Records.
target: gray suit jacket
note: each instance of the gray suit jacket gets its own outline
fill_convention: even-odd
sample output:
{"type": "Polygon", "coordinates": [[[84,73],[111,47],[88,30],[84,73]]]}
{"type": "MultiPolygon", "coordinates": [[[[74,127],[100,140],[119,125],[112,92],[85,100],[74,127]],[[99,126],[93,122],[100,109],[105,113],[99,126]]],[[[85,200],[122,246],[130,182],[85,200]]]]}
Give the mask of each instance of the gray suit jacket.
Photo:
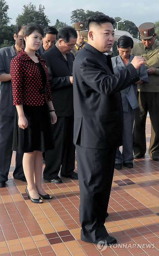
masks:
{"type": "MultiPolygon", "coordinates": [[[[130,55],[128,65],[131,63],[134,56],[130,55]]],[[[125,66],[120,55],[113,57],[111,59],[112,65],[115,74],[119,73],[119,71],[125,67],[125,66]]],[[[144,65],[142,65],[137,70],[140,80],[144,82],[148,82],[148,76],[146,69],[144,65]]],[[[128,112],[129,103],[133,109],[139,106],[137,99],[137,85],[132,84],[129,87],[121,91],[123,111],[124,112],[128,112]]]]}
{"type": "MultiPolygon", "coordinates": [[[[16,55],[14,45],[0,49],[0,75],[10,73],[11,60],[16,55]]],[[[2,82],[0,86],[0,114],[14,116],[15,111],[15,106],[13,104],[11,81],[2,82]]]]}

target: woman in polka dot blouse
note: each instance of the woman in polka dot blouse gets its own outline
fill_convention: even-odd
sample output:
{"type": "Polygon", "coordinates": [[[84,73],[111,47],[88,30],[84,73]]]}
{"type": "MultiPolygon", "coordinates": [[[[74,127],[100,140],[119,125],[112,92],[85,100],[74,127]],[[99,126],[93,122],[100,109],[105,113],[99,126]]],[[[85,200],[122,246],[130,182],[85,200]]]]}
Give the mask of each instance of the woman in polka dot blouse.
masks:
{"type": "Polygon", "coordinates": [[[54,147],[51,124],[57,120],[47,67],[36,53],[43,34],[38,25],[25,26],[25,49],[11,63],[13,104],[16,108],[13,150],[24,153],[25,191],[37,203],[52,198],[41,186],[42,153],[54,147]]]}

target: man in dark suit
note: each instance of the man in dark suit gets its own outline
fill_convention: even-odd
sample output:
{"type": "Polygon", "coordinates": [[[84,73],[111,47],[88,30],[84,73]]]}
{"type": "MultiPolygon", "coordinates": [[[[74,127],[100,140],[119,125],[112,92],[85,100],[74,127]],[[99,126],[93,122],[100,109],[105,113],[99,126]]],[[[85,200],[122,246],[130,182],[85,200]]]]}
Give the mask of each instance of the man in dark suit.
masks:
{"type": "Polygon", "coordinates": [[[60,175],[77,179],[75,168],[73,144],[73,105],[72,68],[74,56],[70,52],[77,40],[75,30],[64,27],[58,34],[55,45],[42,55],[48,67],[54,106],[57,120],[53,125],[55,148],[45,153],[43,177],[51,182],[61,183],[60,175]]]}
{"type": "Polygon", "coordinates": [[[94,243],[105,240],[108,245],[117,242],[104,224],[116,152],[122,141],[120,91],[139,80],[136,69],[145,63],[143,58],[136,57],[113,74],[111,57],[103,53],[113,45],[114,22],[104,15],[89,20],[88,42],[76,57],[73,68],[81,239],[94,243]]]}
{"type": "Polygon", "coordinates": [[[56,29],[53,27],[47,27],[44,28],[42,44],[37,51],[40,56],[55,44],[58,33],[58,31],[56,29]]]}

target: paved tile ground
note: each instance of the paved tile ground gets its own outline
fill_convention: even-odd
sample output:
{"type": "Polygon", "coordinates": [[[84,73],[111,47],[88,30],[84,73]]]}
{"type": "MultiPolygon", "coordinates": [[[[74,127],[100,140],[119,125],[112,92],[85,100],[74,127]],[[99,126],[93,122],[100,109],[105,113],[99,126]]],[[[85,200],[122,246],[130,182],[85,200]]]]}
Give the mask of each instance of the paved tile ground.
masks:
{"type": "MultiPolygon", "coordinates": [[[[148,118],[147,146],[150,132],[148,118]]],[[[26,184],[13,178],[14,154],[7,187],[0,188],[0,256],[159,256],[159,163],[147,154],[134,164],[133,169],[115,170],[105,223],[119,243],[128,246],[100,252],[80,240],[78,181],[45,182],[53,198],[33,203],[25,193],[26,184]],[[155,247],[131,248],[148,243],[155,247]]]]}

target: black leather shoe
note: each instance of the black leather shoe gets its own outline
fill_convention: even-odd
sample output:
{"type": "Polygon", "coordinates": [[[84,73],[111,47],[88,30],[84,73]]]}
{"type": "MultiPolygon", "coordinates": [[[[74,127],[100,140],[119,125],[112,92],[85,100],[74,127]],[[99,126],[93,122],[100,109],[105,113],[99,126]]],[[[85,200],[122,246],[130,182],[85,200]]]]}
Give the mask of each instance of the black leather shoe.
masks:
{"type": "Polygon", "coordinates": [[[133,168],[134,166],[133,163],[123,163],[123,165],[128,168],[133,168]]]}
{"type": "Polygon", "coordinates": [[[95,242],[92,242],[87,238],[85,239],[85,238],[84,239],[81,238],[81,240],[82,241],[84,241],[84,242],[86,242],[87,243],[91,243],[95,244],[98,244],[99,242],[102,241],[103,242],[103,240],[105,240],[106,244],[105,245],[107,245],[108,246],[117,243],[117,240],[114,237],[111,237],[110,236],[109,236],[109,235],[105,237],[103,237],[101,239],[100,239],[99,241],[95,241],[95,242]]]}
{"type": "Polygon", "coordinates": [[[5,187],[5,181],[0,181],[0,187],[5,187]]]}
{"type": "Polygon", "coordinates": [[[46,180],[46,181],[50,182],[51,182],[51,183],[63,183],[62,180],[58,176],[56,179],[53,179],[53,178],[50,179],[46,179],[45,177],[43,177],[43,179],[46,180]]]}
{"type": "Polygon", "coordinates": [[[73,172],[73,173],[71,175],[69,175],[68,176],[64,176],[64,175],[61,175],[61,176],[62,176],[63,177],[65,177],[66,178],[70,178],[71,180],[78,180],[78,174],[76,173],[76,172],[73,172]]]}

Work instructions. Locate each line in the records that contains the string "jacket" and copy those lines.

Exercise answer.
target: gray suit jacket
note: each instance of the gray suit jacket gets its own outline
Give the mask of each instance of the gray suit jacket.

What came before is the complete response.